_OBJECTIVE_: Please copy all of the data below word for word, leaving out the pictures.

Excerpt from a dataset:

__________________________________________________

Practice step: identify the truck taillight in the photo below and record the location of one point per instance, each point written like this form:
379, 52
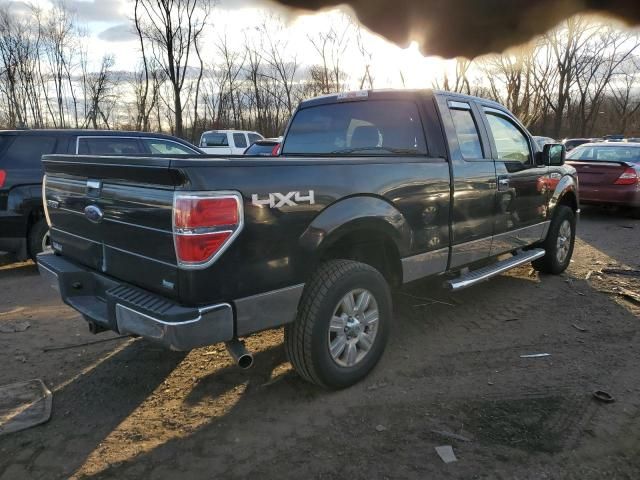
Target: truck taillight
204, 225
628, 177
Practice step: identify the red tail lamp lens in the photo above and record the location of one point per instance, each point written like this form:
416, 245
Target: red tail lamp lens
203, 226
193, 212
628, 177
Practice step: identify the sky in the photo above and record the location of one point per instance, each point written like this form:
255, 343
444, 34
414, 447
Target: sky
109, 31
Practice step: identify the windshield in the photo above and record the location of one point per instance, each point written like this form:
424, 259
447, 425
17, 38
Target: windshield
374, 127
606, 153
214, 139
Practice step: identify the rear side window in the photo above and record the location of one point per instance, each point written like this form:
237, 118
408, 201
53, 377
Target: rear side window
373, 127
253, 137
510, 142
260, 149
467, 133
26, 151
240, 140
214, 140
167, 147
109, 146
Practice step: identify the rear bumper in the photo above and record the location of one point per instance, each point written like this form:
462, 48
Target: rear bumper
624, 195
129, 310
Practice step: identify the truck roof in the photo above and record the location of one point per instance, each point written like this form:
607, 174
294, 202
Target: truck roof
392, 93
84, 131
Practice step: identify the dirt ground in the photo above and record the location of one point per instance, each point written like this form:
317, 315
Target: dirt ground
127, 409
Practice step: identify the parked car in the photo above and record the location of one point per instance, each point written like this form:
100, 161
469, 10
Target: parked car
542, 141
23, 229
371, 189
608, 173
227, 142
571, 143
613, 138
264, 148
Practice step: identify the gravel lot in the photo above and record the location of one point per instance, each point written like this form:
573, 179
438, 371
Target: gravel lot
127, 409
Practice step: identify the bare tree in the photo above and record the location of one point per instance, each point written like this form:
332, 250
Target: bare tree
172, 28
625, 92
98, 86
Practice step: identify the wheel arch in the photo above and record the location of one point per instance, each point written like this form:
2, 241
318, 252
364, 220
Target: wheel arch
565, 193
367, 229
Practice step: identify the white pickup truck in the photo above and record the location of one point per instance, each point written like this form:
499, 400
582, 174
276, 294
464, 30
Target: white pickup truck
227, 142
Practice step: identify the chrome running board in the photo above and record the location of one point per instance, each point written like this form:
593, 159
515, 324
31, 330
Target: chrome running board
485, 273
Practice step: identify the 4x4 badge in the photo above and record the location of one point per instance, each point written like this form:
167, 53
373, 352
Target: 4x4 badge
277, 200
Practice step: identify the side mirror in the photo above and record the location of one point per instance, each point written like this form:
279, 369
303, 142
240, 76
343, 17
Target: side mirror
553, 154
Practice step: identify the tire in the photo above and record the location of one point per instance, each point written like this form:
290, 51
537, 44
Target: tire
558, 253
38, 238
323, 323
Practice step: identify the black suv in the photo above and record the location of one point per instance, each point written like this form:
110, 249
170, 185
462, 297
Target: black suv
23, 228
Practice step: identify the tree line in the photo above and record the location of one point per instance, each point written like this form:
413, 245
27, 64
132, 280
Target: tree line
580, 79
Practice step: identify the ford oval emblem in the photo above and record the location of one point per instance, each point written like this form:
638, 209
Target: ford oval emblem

__________________________________________________

_REPLY TO THE TASK_:
Practice step: identify the truck taillight in the photo below and record the location of one point per instance, each point written like this form:
379, 52
Target: truck taillight
204, 225
628, 177
Practice step: identify the red tail lamp lens in the photo above and record the location of one point per instance, each point written like this form:
416, 245
Target: red tail lamp lens
203, 226
193, 212
628, 177
Practice step: identify the sky in the photo above and record the location of one point per instance, each point written like this form:
255, 343
444, 34
414, 447
Target: sky
109, 31
Practice step: identify the windshield in the photo above and record the location of one point per instance, each point written like this form:
424, 259
447, 425
17, 38
Target: windshield
374, 127
606, 153
214, 139
Practice step: identify the rear side window in the photo above and record the location of one point per instance, each point written like this form:
237, 118
408, 201
53, 377
Target: rear side window
373, 127
253, 137
510, 142
260, 149
467, 133
26, 151
240, 140
214, 140
167, 147
109, 146
Practice step: identify the rear bumper in the photo above and record the location of one point per instance, each point written like this form:
462, 48
Target: rear bumper
624, 195
129, 310
Practice step: identify the truck roof in the photo above and record the location of one point per instance, each point written like this form:
607, 174
294, 202
Target: truck roof
392, 93
84, 131
Practice step: identify the dirt ground in the photo above and record the location of one point per instance, each point written like this form:
317, 315
Target: dirt ground
127, 409
Practice step: identify the parked car in the photo above and record the location of one point per instance, each point written like this form:
100, 161
469, 10
Target: parked car
542, 141
23, 229
371, 189
608, 173
227, 142
571, 143
613, 138
264, 148
Practice step: identify the gravel lot in the photo above and record the location of one point per instance, each point written like this form:
573, 179
438, 371
Target: gravel lot
127, 409
Practice step: identify the bare tree in the photo above and record the location of one point per instance, each point written like this form:
332, 250
Target: bare tree
172, 28
625, 92
98, 86
Practice step: identify the wheel arch in the photo above and record the location of one point per instance, each point written like this form:
2, 241
318, 252
364, 220
Target: wheel arch
565, 193
367, 229
Practice step: identify the white pickup truck in the photo above and record the location of one point per instance, each point written like this form:
499, 400
582, 174
276, 294
464, 30
Target: white pickup truck
227, 142
Practice step: identify the chrome running board in the photo above and record the location of one point per instance, each point written like this form:
593, 159
515, 324
31, 330
Target: chrome running board
485, 273
Practice step: identify the 4x4 badge in the photo above and record the location of one point per instance, each point written like this form:
167, 53
373, 352
Target: 4x4 badge
277, 200
Practice step: identify the side mirror in the photo above and record the location of one point per instance, each point written like this form:
279, 369
303, 142
240, 76
343, 17
Target: side mirror
553, 154
Practice step: identify the tire in the photo above and record the location of one point per instance, each point written like this form:
290, 51
537, 44
Target: tire
558, 253
38, 238
323, 323
Practice step: identify the black suv in the photo above and record the location of one point per instance, each point written like this form:
110, 249
170, 185
462, 297
Target: black suv
23, 228
Practice step: identify the tree line in the photo above and record the location of one point per instance, each point written like this form:
413, 245
27, 64
132, 280
Target: tree line
580, 79
Practice step: identify the ford oval emblem in the photo above and record the location of one point per instance, each point written like this form:
638, 209
Target: ford oval emblem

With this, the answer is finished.